◆ Exercise details
In the letter about the album "January, San Fernando," list every artist named as someone Larry Goldings or Val McCallum has worked with.

◆ Extract to read
'''
Hello, David Mead here. I am writing to tell you about my new album, “January, San Fernando.” It is my ninth, and I love it a lot. I have been doing this for awhile, long enough to remember when a major label (still a thing?) used to pay a professional writer a lot of money to write bios, these strange narratives that were supposed to describe music and summarize the lifetimes that go into making it. In five paragraphs. Weirdness, always.

So let’s cut to the chase as quickly as possible. As for me: Syosset, Nashville, East Village, RCA, albums, tours, BBC, tours, Taylor Swift, TV, film, Peter Gabriel, tours, marriage, children, Rachael Ray, property maintenance, architecture. More or less. The finer points are just a few clicks away, if you feel compelled.

But let’s talk “January, San Fernando.” This one got going back in 2023 when my soul brother, producer and episodic drummer Ethan Eubanks, called to suggest that we get his new home studio warmed up by making an album in it. No pressure, nothing heavy, just take a week in Philadelphia to see what might happen. We quickly enlisted our other constant companion, our Dutch bottom end, Whynot Jansveld, who re-routed himself from a Wallflowers tour and met us at Ethan’s place in Fishtown.

Given that we had not made any music together in 12 years, the songs we tracked that week sounded pretty good, but not quite good enough to transcend the inherent latency that will arise when three adults in three separate cities attempt to finish a project with no fixed endpoint on the horizon. Our odds improved dramatically in December when Whynot happened to be cutting another album with engineer/producer Dave Spreng who, upon hearing about our unfinished Philadelphian opus, generously offered the use of his studio in Los Angeles, Dave’s Room, as well as his engineering services, to finish off the tracks.

This was a massive gift. The possibilities inherent in six days at an historic studio manned by a crack engineer filled me with a hope and optimism that manifested itself in a new batch of songs; the Philadelphia suite would have to return to the pot and emerge at a different juncture.

Given our time constraints, we quickly decided that we could not pull it all off alone, so Ethan and Whynot hired two legendary musicians to help us find our way: Larry Goldings- a jazz titan known for his keyboard work with everyone from Jack DeJohnette to Maceo Parker- and Val McCallum, a soulful guitarist who had worked with Sheryl Crow, Lucinda Williams and was currently in Jackson Browne’s band.
'''
◆ Data excerpts
'''
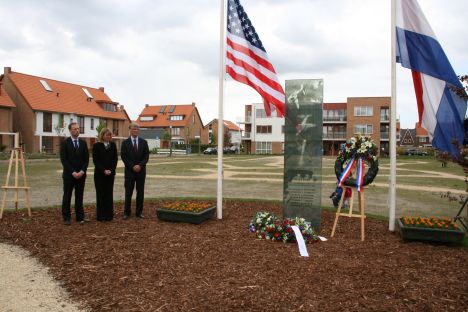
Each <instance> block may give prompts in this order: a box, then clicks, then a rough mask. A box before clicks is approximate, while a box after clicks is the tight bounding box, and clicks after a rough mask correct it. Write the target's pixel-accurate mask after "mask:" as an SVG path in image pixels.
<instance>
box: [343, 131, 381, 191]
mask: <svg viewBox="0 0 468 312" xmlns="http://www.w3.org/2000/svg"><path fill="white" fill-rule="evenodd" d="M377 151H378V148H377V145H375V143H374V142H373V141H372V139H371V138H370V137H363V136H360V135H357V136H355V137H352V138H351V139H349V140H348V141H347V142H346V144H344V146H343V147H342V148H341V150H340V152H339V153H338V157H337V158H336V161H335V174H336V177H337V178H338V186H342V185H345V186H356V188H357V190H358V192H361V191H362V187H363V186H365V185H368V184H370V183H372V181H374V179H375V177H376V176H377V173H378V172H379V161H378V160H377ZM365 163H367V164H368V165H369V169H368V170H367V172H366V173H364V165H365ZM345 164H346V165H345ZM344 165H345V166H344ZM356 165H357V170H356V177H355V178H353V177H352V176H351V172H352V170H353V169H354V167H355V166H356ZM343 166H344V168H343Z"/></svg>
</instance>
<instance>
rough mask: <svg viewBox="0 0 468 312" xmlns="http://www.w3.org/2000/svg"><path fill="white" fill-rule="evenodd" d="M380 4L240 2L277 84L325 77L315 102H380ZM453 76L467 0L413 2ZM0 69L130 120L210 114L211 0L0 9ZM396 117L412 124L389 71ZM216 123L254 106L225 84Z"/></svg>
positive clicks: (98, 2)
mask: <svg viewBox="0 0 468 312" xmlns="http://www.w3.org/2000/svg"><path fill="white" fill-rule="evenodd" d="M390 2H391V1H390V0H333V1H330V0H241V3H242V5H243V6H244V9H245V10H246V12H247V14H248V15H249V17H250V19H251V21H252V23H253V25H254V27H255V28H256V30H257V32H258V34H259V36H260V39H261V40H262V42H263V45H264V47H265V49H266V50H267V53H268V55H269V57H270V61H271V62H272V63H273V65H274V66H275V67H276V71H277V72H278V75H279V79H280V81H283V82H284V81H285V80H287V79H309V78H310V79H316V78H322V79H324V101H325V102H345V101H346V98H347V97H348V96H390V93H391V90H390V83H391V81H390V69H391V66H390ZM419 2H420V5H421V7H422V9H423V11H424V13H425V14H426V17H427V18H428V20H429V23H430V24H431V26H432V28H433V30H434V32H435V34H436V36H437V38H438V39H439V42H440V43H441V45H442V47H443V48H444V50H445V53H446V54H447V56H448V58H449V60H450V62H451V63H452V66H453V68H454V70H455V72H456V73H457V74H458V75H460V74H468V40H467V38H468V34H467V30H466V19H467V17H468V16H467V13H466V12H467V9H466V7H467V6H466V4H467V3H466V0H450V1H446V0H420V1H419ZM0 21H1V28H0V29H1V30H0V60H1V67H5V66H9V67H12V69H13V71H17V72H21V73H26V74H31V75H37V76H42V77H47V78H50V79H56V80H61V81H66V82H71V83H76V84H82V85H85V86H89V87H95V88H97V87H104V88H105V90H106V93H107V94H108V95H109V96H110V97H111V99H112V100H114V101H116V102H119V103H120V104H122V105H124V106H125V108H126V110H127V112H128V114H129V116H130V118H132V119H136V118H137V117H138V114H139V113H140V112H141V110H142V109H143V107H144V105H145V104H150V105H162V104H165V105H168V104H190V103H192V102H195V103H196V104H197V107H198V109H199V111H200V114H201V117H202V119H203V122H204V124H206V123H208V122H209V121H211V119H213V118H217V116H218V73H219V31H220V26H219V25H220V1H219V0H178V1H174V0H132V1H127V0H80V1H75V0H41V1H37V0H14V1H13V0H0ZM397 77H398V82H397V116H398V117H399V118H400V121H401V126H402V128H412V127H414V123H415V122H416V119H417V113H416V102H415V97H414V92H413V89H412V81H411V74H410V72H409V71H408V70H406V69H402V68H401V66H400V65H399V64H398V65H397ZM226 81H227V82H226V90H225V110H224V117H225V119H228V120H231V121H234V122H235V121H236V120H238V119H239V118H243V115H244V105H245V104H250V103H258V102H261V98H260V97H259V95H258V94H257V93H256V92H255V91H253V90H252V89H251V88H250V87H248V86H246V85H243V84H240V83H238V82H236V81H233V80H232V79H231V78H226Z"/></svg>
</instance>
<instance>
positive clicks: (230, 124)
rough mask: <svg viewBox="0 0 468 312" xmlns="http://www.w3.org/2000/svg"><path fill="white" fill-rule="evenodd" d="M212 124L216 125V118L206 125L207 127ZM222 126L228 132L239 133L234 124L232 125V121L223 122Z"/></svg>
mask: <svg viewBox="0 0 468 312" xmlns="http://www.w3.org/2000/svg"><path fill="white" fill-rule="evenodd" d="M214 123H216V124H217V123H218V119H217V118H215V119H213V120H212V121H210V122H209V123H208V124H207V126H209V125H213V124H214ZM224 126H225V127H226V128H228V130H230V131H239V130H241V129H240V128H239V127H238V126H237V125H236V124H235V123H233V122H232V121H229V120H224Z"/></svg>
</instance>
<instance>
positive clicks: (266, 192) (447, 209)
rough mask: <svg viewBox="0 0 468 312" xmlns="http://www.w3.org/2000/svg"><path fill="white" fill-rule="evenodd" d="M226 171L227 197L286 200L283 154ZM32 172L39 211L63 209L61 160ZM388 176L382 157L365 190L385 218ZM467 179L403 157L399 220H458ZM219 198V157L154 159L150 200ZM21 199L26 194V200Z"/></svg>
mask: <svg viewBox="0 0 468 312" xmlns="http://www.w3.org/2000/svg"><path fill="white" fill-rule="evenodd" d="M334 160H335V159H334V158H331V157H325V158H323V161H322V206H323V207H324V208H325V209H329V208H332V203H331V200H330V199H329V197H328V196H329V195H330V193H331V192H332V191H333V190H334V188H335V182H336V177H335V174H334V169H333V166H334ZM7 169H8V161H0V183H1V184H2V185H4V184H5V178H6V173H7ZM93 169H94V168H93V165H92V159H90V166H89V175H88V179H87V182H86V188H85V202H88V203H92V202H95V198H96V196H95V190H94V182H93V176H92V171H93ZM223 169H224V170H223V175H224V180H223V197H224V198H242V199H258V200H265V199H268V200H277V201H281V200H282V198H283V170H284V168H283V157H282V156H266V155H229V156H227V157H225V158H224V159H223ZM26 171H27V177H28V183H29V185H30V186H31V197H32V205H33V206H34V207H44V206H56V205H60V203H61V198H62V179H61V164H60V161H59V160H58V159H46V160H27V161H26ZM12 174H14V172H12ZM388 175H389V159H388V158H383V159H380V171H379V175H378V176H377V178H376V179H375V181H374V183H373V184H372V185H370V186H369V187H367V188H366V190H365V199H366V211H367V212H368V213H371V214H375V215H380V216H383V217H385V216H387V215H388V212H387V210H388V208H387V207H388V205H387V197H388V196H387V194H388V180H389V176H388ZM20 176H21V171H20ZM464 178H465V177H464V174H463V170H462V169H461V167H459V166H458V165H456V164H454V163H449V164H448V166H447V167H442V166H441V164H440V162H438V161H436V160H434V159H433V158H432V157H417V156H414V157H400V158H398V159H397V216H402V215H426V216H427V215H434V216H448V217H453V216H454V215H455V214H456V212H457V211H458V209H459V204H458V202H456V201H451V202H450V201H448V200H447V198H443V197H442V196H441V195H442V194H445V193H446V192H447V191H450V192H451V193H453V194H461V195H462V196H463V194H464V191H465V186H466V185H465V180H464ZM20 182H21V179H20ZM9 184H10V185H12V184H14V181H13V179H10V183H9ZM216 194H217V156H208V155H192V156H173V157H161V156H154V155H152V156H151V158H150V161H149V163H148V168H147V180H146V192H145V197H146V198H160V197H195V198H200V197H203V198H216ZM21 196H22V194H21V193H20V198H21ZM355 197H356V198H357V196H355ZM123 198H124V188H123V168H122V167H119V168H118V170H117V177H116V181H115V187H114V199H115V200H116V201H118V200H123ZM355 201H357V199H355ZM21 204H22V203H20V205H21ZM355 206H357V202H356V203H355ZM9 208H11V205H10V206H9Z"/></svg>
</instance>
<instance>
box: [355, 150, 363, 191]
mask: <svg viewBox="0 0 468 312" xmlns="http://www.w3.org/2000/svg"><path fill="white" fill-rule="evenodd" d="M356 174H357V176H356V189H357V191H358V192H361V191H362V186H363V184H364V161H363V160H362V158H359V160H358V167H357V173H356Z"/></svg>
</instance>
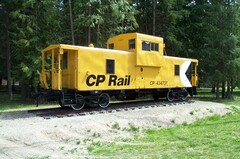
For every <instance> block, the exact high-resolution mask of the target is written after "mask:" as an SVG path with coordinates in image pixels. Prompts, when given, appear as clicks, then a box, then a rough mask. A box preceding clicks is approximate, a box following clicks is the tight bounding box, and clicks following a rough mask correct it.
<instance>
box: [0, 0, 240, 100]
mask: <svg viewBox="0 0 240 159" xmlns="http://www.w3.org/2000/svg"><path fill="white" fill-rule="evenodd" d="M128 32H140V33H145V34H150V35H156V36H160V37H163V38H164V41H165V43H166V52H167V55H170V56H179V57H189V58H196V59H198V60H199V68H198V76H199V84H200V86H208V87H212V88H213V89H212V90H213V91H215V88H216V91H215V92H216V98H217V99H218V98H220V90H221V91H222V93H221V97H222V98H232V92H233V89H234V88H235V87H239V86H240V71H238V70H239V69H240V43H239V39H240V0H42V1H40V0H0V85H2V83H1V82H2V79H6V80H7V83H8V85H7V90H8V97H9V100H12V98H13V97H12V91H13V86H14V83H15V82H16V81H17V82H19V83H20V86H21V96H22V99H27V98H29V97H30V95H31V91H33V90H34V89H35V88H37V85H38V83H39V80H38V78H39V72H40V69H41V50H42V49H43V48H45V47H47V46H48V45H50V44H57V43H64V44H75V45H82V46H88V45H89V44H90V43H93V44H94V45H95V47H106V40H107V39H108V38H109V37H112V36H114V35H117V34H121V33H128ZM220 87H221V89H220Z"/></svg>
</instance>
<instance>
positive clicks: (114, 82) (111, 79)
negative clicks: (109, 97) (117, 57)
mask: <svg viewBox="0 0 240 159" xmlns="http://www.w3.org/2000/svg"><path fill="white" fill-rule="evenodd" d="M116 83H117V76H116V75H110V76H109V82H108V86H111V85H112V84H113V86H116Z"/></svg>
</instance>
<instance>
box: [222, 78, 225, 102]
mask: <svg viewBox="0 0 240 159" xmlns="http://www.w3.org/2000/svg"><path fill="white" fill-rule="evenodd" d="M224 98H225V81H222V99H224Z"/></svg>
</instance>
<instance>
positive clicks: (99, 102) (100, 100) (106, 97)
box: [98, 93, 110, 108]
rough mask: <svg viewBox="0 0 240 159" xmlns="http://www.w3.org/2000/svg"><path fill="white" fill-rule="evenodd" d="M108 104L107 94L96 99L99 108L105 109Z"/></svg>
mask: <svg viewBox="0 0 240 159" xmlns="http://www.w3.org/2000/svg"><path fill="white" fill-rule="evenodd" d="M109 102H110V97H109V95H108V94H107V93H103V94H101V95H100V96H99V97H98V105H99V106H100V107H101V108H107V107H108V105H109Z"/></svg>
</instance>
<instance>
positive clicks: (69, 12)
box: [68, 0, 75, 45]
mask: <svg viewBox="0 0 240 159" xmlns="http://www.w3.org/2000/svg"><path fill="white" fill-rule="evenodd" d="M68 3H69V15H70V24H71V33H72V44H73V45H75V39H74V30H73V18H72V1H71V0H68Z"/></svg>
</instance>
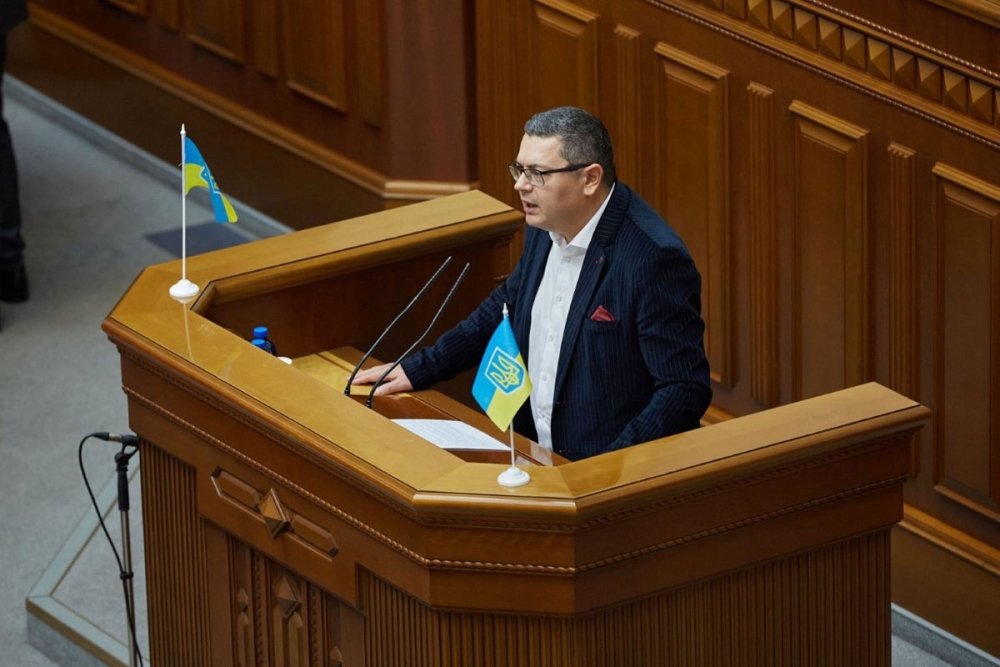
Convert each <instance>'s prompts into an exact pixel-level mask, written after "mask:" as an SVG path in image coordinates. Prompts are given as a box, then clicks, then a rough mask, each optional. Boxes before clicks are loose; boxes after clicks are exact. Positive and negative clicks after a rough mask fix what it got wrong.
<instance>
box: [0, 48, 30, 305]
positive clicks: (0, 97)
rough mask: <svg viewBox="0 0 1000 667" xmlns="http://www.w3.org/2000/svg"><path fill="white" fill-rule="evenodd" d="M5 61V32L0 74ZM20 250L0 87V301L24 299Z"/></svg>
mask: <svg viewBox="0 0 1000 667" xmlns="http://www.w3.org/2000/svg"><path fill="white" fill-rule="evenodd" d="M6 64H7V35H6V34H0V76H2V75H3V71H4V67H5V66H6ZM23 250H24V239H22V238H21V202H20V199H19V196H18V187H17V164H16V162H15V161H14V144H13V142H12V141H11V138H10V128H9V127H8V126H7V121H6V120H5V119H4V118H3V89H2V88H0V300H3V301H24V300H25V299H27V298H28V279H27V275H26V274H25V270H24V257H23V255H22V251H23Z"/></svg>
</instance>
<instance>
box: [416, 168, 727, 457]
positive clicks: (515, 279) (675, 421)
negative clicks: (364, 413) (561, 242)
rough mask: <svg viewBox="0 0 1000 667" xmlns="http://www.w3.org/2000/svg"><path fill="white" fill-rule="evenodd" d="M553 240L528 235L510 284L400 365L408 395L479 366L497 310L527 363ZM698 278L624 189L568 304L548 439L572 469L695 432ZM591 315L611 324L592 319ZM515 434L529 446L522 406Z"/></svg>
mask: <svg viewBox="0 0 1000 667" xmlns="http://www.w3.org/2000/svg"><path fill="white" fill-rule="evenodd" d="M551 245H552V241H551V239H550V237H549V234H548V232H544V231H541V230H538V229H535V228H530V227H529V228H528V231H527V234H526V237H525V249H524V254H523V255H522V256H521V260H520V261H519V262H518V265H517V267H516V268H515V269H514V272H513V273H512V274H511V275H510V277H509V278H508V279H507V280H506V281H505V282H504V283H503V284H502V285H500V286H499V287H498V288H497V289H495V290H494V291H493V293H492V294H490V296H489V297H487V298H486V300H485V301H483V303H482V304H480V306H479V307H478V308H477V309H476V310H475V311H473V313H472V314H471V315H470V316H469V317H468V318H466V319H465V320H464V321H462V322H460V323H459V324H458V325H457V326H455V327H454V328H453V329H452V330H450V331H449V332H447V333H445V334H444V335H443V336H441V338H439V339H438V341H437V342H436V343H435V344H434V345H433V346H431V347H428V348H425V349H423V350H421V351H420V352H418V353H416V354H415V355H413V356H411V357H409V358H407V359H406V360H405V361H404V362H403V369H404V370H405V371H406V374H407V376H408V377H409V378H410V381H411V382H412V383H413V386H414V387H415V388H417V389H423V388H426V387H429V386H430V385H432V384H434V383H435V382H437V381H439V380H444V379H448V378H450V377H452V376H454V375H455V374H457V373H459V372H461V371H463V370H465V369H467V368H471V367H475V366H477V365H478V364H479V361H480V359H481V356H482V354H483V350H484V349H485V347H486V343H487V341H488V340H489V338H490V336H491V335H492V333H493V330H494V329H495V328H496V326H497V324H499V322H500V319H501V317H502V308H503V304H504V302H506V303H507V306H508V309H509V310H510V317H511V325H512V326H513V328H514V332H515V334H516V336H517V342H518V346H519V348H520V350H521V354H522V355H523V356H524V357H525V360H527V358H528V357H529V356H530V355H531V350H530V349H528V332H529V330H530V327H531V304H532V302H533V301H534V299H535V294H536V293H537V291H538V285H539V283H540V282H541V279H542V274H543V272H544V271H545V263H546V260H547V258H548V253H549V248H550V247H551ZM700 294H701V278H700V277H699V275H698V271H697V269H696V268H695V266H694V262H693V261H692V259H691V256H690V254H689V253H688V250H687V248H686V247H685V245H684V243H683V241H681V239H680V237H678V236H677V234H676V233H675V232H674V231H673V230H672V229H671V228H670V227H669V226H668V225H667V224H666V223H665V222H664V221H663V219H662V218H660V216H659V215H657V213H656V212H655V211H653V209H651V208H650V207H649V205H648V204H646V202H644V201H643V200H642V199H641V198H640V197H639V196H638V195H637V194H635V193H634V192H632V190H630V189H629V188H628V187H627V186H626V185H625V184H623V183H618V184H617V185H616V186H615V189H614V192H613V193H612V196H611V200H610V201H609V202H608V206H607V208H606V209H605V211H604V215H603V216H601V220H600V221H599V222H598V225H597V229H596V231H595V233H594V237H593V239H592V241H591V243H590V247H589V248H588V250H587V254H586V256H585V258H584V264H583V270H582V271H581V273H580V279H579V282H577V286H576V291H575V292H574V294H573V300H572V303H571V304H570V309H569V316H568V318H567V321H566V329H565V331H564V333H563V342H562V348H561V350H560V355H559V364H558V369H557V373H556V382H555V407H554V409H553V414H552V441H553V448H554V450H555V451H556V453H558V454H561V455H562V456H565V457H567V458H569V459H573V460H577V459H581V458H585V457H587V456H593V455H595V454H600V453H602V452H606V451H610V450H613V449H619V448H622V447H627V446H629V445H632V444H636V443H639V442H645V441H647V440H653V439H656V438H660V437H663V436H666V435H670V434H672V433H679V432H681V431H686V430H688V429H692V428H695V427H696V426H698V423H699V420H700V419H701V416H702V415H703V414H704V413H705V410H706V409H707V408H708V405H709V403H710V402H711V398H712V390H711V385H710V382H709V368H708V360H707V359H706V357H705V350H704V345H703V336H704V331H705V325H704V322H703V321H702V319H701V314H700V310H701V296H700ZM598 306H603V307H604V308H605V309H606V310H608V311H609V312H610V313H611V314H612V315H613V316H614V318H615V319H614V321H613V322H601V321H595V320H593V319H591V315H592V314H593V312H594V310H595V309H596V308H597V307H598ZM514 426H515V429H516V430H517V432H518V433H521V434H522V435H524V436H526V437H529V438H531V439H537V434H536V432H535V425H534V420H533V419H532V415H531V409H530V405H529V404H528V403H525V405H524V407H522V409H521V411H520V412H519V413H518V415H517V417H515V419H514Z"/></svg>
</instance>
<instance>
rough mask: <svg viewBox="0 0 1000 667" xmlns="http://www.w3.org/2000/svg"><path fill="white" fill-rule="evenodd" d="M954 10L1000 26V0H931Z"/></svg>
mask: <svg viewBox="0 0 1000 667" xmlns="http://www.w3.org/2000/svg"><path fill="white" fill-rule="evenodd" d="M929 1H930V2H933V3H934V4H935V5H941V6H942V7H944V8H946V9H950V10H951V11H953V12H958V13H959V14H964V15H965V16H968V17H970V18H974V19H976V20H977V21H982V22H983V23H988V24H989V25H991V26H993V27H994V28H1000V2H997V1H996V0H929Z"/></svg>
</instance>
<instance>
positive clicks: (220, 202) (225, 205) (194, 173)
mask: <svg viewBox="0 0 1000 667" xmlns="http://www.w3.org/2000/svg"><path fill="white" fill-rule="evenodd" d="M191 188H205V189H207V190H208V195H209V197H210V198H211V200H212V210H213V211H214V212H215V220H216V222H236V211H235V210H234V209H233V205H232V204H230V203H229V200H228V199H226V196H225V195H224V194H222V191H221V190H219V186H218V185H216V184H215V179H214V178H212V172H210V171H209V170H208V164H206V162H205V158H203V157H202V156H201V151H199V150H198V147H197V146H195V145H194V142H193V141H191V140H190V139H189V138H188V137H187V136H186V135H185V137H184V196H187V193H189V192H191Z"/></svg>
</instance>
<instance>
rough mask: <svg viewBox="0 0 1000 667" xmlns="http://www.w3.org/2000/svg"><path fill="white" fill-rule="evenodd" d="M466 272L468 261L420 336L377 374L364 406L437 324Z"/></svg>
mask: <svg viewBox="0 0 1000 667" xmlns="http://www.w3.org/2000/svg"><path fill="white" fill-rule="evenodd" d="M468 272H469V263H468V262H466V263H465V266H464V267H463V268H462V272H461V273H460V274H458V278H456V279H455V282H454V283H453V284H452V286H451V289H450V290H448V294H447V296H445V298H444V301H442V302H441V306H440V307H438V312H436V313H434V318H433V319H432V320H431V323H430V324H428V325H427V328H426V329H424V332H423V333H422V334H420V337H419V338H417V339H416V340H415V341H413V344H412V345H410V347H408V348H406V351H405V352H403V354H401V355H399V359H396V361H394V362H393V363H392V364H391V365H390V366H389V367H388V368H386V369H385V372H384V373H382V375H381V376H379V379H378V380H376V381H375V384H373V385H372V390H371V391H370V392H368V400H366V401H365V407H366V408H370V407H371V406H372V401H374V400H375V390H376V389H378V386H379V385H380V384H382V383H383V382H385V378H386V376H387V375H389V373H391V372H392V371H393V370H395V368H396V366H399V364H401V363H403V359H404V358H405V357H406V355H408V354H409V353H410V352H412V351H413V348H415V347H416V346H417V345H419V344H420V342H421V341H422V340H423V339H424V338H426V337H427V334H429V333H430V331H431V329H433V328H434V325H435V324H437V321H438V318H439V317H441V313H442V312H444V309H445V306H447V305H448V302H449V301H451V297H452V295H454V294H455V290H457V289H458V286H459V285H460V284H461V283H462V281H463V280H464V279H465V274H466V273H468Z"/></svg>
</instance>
'''
◆ Solved problem
Jack DeJohnette, Maceo Parker, Sheryl Crow, Lucinda Williams, Jackson Browne